═════ Text ═════

Videos and photos taken by passengers from the moments after the collision showed a nightmarish scene: The platform covered in twisted metal and debris from the collapsed roof as station staff peered into the train and passengers and bystanders began yelling and shrieking, some of them trapped under the wreckage.

People were bleeding profusely from cuts to their head, Mr Finan said, and one man seemed to be holding his severed thumb in place. Others had cuts on their hands. Mr Finan pulled off the rubber around an emergency-exit window and another man pushed the window out. They both helped two women crawl out of the train before New Jersey Transit workers began opening the doors.

The New Jersey State Medical Examiner identified the crash victim as Ms Fabiola Bittar de Kroon, 34, of Hoboken. She was standing on the platform at the time of the crash and was killed by the debris that fell from the metal canopy, Mr Cuomo said.

The NTSB dispatched a team of two dozen people, with specialties ranging from mechanics and track signal systems to train operations and survival factors. The head of the Federal Railroad Administration and New Jersey's attorney general are also investigating the crash.

Ms Dinh-Zarr said investigators have so far been prevented from accessing the cab car at the front of the train because metal debris from the canopy has fallen onto the front part of the train. Because of the age of the building, there are also concerns about asbestos.

═════ Material shown ═════

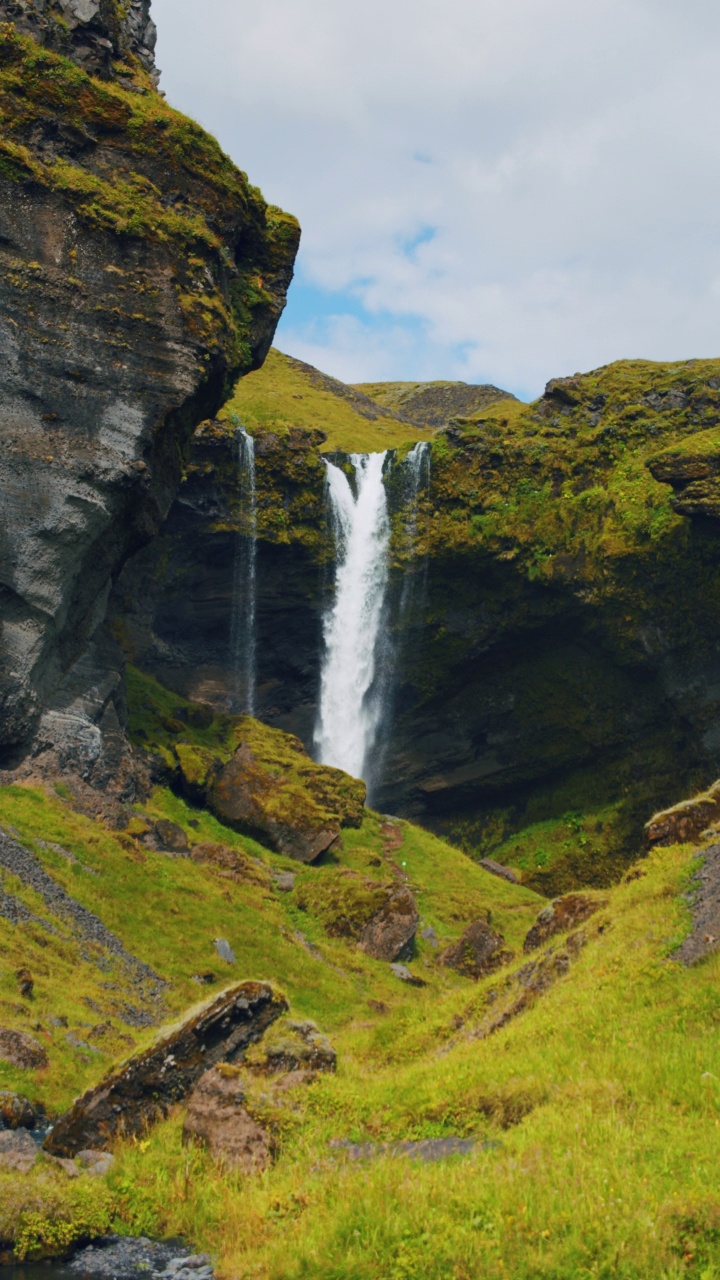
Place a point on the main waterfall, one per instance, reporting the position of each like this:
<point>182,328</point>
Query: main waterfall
<point>245,571</point>
<point>350,708</point>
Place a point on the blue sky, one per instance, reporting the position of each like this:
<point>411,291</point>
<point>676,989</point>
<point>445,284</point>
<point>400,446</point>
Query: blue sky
<point>490,190</point>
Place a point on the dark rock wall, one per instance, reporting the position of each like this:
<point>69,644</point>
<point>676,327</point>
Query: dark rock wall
<point>141,274</point>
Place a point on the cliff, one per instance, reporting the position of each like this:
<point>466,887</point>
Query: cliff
<point>142,274</point>
<point>557,673</point>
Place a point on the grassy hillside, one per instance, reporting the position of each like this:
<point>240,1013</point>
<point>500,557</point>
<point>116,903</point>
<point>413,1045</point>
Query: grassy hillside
<point>592,1077</point>
<point>286,393</point>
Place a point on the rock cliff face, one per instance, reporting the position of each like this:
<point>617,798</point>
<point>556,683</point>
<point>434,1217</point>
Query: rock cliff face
<point>563,654</point>
<point>141,275</point>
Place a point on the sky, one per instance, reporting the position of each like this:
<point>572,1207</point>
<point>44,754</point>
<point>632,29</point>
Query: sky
<point>497,191</point>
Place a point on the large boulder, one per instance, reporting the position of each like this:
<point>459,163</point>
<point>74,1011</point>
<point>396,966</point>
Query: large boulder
<point>560,917</point>
<point>391,933</point>
<point>684,822</point>
<point>479,950</point>
<point>145,1087</point>
<point>273,791</point>
<point>218,1119</point>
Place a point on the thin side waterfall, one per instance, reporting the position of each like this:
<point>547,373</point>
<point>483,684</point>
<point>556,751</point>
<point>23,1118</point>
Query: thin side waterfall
<point>245,572</point>
<point>350,709</point>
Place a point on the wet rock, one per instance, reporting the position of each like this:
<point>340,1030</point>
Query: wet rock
<point>294,1046</point>
<point>559,917</point>
<point>391,933</point>
<point>218,1119</point>
<point>21,1050</point>
<point>686,822</point>
<point>478,951</point>
<point>224,951</point>
<point>144,1088</point>
<point>98,1162</point>
<point>171,836</point>
<point>405,974</point>
<point>18,1151</point>
<point>499,869</point>
<point>16,1111</point>
<point>273,791</point>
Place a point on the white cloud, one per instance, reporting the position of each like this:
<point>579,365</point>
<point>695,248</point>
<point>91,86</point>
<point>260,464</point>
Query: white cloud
<point>564,154</point>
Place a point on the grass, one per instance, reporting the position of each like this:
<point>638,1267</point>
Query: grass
<point>285,396</point>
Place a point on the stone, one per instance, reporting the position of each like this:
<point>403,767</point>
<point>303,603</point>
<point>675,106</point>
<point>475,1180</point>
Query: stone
<point>224,951</point>
<point>171,836</point>
<point>292,1046</point>
<point>144,1089</point>
<point>478,951</point>
<point>96,1162</point>
<point>218,1119</point>
<point>18,1151</point>
<point>499,869</point>
<point>297,816</point>
<point>16,1111</point>
<point>391,933</point>
<point>114,348</point>
<point>686,822</point>
<point>405,974</point>
<point>21,1050</point>
<point>560,915</point>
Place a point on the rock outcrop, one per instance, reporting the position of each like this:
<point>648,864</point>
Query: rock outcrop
<point>479,950</point>
<point>141,275</point>
<point>144,1089</point>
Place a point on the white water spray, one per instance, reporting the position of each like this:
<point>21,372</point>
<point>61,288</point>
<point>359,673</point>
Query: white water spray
<point>245,571</point>
<point>350,711</point>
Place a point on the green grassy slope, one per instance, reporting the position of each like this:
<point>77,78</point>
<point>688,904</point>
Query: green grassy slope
<point>286,393</point>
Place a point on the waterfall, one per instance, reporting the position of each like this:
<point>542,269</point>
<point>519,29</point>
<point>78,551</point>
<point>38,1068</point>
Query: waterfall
<point>245,567</point>
<point>350,709</point>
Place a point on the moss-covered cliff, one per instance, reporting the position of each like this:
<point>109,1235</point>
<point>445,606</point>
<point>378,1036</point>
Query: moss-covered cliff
<point>559,668</point>
<point>141,275</point>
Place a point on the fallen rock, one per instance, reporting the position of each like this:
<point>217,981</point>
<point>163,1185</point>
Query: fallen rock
<point>405,974</point>
<point>21,1050</point>
<point>171,836</point>
<point>18,1151</point>
<point>16,1111</point>
<point>292,1046</point>
<point>391,933</point>
<point>560,915</point>
<point>218,1119</point>
<point>478,951</point>
<point>499,869</point>
<point>686,822</point>
<point>149,1083</point>
<point>273,791</point>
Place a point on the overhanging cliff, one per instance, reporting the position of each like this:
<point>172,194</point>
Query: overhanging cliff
<point>141,275</point>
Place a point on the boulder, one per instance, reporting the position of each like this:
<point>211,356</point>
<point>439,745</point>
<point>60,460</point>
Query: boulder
<point>391,933</point>
<point>478,951</point>
<point>561,915</point>
<point>273,791</point>
<point>21,1050</point>
<point>18,1152</point>
<point>16,1111</point>
<point>686,822</point>
<point>149,1083</point>
<point>218,1119</point>
<point>294,1046</point>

═════

• **What to do**
In the train-crash article, could you reproduce the part that opens with "Ms Dinh-Zarr said" and closes with "concerns about asbestos.", switching "cab car" to "lead car"?

• **Response below**
Ms Dinh-Zarr said investigators have so far been prevented from accessing the lead car at the front of the train because metal debris from the canopy has fallen onto the front part of the train. Because of the age of the building, there are also concerns about asbestos.